[Exercise material Boundary: Start]

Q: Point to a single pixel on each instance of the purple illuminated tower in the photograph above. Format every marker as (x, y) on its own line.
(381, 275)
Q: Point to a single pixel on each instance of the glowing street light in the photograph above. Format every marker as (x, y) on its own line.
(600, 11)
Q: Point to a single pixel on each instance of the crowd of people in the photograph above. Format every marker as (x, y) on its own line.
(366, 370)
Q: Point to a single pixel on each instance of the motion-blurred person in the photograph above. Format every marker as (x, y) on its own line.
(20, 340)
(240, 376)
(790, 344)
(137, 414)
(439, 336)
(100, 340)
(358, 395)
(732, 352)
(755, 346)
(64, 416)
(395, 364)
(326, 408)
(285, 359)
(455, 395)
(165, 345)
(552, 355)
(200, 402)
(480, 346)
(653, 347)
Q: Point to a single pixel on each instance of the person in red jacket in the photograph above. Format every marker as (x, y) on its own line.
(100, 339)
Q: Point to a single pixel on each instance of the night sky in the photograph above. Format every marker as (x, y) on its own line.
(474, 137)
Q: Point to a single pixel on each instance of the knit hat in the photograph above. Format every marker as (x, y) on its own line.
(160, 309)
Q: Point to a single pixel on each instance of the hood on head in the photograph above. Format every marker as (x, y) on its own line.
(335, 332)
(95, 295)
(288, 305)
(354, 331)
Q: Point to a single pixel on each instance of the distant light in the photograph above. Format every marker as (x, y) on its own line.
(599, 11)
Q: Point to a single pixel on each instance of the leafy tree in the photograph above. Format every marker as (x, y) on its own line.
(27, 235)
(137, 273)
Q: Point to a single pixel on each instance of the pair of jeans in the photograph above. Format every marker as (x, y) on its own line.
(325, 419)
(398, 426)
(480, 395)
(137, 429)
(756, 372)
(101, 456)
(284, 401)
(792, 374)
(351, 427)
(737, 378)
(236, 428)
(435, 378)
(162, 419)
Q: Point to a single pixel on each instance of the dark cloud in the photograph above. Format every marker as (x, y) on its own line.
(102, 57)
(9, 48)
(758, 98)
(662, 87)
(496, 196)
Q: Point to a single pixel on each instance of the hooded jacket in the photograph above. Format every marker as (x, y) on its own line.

[Exercise material Boundary: End]

● **Work required**
Set down the data once more, exactly as shown above.

● **Completed task**
Q: Point to a single pixel on each instance of the purple illuminated tower in the photograph above. Format every marker as (x, y) on its own line.
(381, 275)
Q: Point to a single pixel on each instance of the glowing street light in the photograph above. Format every marker as (x, y) on its own line.
(600, 11)
Q: Point to a single pixel on each instance of the crowd of people in the photograph above. Format every marker as (x, y) on its own line.
(366, 370)
Q: Point to a single pixel on each instance of the motion-blurred person in the photograph above. Format every marker as (x, y) on its own line.
(20, 340)
(240, 376)
(790, 344)
(137, 414)
(439, 336)
(100, 340)
(358, 395)
(732, 352)
(755, 346)
(64, 416)
(395, 364)
(326, 408)
(285, 359)
(455, 395)
(165, 345)
(552, 355)
(200, 402)
(480, 346)
(653, 347)
Q: Point to a single pixel on each instance of the person in red jacket in the photograph above. Format every marker as (x, y) on its own line.
(100, 339)
Q: Point to a single pixel on each instance of the night sky in the photograph above. Format every marker as (x, y) on its own line.
(474, 137)
Q: Point to a single pixel on each instance of the knit hat in the photograph above. Format every marker as (x, y) on its own line.
(160, 309)
Q: Point to a single pixel on each instance of the hood on head in the photograph above. Format every marker as (x, y) on its own line.
(335, 332)
(95, 295)
(288, 305)
(354, 331)
Q: Point to a single pixel on each instance of the distant light in the photograph above. Format every marker as (x, y) on its own line.
(599, 11)
Q: Point to a single pixel on each instance of the leafy tree in the photograph above. Format every marker as (x, y) on its own line.
(27, 235)
(137, 273)
Q: Point to a single pixel on each instance of the pair of jeans in the photograph above. Format every marker as (x, y) on its own line.
(325, 419)
(398, 426)
(480, 395)
(137, 429)
(756, 372)
(101, 456)
(284, 401)
(792, 374)
(351, 427)
(737, 378)
(236, 428)
(435, 378)
(162, 419)
Q: Point to a single pixel on each instance of the dark cloud in the photograph above. Format every marker as (x, y) on its own line.
(102, 57)
(9, 48)
(758, 98)
(662, 87)
(496, 196)
Q: Point to a single pixel on each instance of the hooded jacket in the photograph above. Format every marker as (x, y) on its own line.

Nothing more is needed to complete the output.